▶ Excerpt provided
The impact of Hashimoto’s thyroiditis on endoscopic thyroidectomy in patients with papillary thyroid carcinoma

Background: Hashimoto’s thyroiditis (HT) is often associated with papillary thyroid carcinoma (PTC) and increases the difficulty of thyroidectomy. The clinical outcomes of applying the transoral approach and the transthoracic approach—the two most widely practiced endoscopic thyroid surgery techniques—in patients with PTC complicated by HT remain unclear.

Materials and methods: This study is a single-center retrospective design. Clinical data on 500 patients with PTC who underwent endoscopic thyroidectomy between January 2016 and December 2022 were collected. Patients voluntarily chose either the transoral endoscopic thyroidectomy via a vestibular approach (TOETVA) or endoscopic thyroidectomy via a chest-breast approach (ETCB), were grouped accordingly, and were further subdivided into HT and non-HT groups.

Results: Of 500 patients included, 140 had HT and 360 did not. The proportion of patients with stage T1 tumors was larger in the HT group than in the non-HT group. All endoscopic thyroidectomies (202 ETCBs and 298 TOETVAs) completed successfully without conversion to open surgery. The total number of retrieved lymph nodes was larger in the HT group than in the non-HT group, but the number of positive lymph nodes was smaller. Among patients treated by ETCB, the operative time was longer and the incidence of complications (transient hypoparathyroidism and transient recurrent laryngeal nerve injury) was greater in the HT group than in the non-HT group. For patients treated by TOETVA, the operative time and incidence of complications did not differ significantly between groups.

▶ Problems to work on
1 – In the thyroidectomy abstract, restate word for word the passage from "Background: Hashimoto’s thyroiditis" up to and including "and non-HT groups.".
2 – Answer these questions from the thyroidectomy abstract:
(a) What kind of study design was used?
(b) How many of the 500 patients had HT?
(c) How many TOETVAs were performed?
Nothing in the lines that follow has any bearing on this.

▶ Given information

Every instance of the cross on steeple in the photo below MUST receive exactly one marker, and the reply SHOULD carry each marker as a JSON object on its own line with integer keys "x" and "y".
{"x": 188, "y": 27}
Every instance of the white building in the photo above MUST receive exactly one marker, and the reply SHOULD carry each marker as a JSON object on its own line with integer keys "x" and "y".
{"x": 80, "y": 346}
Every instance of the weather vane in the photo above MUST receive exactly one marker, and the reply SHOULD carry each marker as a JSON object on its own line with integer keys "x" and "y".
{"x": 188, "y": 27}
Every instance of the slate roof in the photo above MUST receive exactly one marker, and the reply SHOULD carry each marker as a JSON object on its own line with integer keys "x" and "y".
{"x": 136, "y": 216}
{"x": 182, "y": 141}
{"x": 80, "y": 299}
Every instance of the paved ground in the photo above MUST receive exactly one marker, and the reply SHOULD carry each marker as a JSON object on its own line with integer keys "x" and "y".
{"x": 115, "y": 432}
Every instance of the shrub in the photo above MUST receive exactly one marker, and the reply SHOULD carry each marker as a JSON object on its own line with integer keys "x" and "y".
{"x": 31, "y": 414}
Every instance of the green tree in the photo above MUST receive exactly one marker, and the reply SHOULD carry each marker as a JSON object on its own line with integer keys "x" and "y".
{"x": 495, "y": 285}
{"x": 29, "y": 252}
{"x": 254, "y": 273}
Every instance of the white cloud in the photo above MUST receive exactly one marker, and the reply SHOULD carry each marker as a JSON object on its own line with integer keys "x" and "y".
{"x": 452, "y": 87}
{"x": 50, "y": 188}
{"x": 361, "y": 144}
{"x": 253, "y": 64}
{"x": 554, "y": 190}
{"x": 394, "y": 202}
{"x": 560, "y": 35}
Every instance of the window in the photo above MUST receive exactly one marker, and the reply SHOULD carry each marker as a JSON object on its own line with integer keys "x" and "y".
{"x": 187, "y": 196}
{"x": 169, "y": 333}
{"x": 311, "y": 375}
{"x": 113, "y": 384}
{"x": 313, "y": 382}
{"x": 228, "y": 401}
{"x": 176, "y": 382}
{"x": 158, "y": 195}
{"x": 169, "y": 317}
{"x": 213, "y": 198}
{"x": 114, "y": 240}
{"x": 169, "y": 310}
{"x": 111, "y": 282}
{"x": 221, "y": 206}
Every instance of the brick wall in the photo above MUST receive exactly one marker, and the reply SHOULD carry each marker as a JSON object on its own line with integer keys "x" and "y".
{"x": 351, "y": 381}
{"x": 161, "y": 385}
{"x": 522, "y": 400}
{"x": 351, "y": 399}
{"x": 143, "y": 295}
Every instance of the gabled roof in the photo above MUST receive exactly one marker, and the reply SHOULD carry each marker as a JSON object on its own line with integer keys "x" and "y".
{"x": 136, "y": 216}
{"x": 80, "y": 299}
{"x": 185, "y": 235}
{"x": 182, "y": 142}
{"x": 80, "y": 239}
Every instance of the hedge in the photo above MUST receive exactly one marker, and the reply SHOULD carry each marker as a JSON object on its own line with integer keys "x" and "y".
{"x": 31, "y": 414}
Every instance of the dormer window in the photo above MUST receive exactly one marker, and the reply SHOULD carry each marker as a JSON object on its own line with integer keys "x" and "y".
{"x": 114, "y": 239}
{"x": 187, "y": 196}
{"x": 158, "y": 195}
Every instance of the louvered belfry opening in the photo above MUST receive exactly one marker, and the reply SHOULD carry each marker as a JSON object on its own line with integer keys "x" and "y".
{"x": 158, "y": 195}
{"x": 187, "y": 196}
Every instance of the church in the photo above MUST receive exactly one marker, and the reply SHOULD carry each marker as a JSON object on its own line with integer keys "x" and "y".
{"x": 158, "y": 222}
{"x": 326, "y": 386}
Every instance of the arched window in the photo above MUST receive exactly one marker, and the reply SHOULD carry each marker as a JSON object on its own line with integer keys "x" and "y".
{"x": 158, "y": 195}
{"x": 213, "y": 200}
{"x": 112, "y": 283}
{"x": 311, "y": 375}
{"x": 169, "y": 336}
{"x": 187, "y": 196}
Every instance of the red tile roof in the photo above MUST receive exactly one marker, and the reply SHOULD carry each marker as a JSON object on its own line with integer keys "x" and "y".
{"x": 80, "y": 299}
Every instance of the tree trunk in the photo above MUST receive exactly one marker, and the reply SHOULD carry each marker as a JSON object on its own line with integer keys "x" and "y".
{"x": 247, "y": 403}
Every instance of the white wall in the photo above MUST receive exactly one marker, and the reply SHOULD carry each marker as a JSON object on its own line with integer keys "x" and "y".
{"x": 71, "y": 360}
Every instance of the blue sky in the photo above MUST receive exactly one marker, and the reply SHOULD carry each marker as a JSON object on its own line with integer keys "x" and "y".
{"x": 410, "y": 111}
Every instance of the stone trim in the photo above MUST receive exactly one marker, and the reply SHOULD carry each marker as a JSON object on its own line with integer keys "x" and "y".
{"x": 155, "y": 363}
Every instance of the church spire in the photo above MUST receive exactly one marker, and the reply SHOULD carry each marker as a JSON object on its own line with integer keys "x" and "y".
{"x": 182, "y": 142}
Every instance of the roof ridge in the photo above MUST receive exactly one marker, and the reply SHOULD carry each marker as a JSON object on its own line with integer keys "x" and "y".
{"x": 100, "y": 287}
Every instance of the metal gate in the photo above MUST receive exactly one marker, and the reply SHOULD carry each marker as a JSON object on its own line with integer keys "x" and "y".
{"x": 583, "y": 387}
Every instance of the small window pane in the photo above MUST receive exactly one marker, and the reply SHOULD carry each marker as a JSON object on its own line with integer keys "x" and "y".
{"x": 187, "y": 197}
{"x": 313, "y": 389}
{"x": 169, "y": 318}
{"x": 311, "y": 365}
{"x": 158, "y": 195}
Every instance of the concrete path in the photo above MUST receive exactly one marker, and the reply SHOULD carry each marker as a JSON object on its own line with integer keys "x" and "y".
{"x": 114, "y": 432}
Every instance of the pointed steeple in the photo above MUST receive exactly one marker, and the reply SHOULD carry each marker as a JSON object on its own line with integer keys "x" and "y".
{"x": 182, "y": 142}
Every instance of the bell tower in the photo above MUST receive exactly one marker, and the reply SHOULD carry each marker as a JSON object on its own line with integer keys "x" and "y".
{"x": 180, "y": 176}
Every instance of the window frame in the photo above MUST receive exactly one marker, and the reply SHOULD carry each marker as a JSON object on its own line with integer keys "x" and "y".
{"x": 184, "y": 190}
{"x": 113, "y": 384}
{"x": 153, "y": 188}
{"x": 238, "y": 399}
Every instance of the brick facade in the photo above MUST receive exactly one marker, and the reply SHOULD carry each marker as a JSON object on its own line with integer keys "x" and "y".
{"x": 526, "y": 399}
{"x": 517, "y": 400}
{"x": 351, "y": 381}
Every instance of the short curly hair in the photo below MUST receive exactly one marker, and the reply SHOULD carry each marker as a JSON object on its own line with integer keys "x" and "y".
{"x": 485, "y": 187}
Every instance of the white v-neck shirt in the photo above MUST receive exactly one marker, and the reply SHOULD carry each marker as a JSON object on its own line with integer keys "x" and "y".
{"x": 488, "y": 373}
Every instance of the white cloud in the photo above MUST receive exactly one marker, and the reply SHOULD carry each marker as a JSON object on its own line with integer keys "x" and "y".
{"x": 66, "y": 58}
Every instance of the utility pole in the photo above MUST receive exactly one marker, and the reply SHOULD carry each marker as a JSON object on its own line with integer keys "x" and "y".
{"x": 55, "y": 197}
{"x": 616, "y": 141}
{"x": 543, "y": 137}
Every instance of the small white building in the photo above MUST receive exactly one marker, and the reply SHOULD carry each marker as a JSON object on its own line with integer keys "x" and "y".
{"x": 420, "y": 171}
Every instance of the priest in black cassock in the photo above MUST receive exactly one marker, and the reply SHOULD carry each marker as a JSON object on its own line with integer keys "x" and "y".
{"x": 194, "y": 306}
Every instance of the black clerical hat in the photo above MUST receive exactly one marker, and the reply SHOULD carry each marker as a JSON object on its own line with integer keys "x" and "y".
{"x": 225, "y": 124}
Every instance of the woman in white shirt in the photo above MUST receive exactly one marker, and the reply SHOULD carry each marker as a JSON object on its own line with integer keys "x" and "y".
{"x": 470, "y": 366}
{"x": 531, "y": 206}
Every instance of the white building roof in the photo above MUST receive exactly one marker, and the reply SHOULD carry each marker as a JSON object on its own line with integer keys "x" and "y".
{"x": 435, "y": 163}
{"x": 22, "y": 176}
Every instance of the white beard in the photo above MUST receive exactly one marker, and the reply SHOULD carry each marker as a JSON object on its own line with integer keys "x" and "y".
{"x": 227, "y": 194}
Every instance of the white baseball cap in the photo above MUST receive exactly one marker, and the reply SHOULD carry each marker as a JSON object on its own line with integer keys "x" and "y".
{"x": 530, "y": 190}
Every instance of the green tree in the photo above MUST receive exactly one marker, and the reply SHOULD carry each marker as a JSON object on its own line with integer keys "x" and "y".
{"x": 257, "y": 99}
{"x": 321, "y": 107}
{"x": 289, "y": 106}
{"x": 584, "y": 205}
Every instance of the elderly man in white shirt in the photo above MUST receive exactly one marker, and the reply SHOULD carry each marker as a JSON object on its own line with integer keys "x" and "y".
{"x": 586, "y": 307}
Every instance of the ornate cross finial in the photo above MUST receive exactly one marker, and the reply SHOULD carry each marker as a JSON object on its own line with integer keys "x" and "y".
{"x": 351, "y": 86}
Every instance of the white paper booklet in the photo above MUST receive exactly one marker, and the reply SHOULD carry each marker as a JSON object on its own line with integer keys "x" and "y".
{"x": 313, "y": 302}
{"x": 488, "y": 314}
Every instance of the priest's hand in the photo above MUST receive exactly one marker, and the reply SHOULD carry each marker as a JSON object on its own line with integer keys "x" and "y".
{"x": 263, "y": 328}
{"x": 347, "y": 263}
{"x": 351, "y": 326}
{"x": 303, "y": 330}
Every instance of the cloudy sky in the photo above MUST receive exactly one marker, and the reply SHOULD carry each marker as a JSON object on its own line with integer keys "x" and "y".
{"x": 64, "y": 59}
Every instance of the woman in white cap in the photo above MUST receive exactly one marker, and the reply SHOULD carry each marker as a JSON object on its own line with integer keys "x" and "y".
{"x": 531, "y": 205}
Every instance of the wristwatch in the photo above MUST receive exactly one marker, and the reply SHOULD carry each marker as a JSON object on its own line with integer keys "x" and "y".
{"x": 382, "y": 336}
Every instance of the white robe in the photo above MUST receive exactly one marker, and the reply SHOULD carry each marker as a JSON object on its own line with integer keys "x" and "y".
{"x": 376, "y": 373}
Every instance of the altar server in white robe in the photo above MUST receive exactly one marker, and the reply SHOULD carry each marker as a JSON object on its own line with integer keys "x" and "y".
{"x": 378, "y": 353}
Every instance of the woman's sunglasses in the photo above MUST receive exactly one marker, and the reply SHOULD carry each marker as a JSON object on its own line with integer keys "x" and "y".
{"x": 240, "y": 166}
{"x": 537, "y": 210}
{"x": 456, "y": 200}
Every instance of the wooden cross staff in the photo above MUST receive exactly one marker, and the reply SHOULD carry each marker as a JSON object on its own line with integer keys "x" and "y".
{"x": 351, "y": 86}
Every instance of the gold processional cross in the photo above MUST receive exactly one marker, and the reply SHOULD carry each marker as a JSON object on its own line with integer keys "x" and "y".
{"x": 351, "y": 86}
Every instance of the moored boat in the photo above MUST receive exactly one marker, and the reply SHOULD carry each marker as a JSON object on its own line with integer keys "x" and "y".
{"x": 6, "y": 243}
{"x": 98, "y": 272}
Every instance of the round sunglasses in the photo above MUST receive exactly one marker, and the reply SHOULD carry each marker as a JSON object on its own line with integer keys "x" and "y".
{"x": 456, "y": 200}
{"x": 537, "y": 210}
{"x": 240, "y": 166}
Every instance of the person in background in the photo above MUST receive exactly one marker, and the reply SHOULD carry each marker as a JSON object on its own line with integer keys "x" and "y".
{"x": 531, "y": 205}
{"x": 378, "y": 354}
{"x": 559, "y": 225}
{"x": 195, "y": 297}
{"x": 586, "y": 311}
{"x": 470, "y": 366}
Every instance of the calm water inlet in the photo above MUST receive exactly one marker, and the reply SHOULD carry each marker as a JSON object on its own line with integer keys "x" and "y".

▶ Activity answers
1 –
Background: Hashimoto’s thyroiditis (HT) is often associated with papillary thyroid carcinoma (PTC) and increases the difficulty of thyroidectomy. The clinical outcomes of applying the transoral approach and the transthoracic approach—the two most widely practiced endoscopic thyroid surgery techniques—in patients with PTC complicated by HT remain unclear.

Materials and methods: This study is a single-center retrospective design. Clinical data on 500 patients with PTC who underwent endoscopic thyroidectomy between January 2016 and December 2022 were collected. Patients voluntarily chose either the transoral endoscopic thyroidectomy via a vestibular approach (TOETVA) or endoscopic thyroidectomy via a chest-breast approach (ETCB), were grouped accordingly, and were further subdivided into HT and non-HT groups.

2 –
(a) A single-center retrospective design.
(b) 140.
(c) 298.